Text block:
Hi Antoine,
>> "I also think resizing channels can be done fairly effectively
>off-chain
>with hierarchical channels [1] (and even better with hierarchical channels
>within timeout-trees)".
>Yes, transactional scaling of Lightning (i.e how many transfers can be
>performed off-chain per on-chain transaction) sounds good at first sight,
>though in practice liquidity unbalance due to asymmetries in liquidity
>flows among counterparties is a bottleneck. Note, how the on-chain
>splicing for LSP spec upgrade improves on this dimension and where
>"resizing" or "pool rebalancing" aims to keep this off-chain.
Yes, and note that with hierarchical channels you can use HTLCs to send
Lightning channel capacity over the Lightning network [1], thus performing
channel resizing off-chain between channels that aren't in the same pool.
>> "With these proposals, it's possible to dramatically limit the
>interactivity".
>Yes, from my rough understanding of timeout-trees and channel resizing, it
>sounds to suffer from the same issue as Jeremy radix-tree's proposal or
>Christian OG channel factory, namely the lack of fault-tolerance when one
>of the casual user or end of tree balance owner aims to go on-chain. The
>fragmentation cost sounds to be borne by all the users located in the tree
>branch. Note fault-tolerance is one of the key payment pool design goals to
>advance over factories.
Actually, in the case of a timeout-tree, the fragmentation costs imposed by a
casual user going on-chain are borne exclusively by the dedicated user who
funded the timeout-tree.

Requirement: Carry on writing the email about timeout-trees and Lightning channel resizing, starting after its last sentence. The lines that come next have no connection to the email above.

Available data:
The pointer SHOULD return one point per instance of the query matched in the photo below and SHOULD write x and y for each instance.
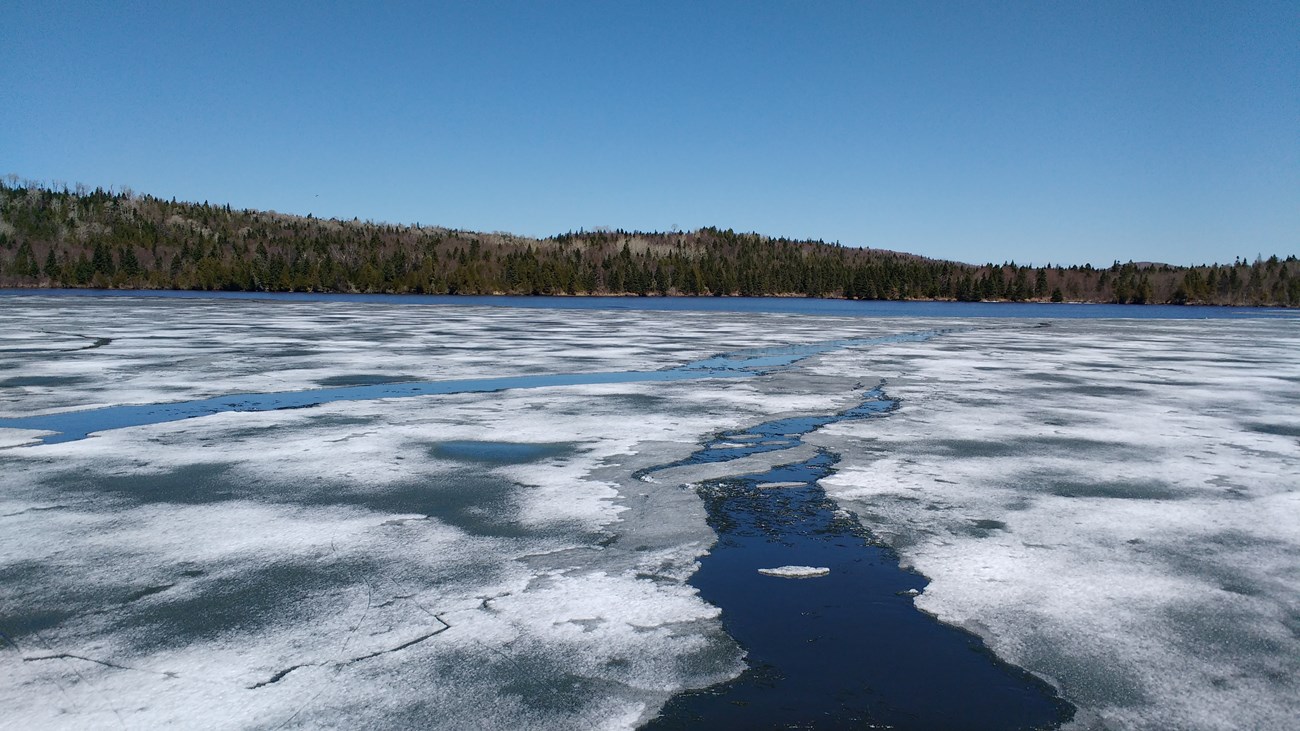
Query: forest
(52, 236)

Final result:
This makes it easier to address the problem by making the casual user pay the
funder for the fragmentation costs.
I think this is an important issue, so I created a new version of the paper
that includes a description of how this can be done [2].
The idea is to require casual users to reveal secrets (hash preimages) that
only they know in order to put timeout-tree transactions on-chain.
Then, a fee-penalty output is added to each leaf transaction that pays from the
casual user to the funding user an amount that depends on which timeout-tree
transactions the casual user put on-chain.
The details are given in the new version of the paper ([2], Section 4.10, pp.
25-28).
>> "I propose that if the active drain fails, the casual user should put
>their channel in the old timeout-tree on-chain (so that it won't timeout on
>them). "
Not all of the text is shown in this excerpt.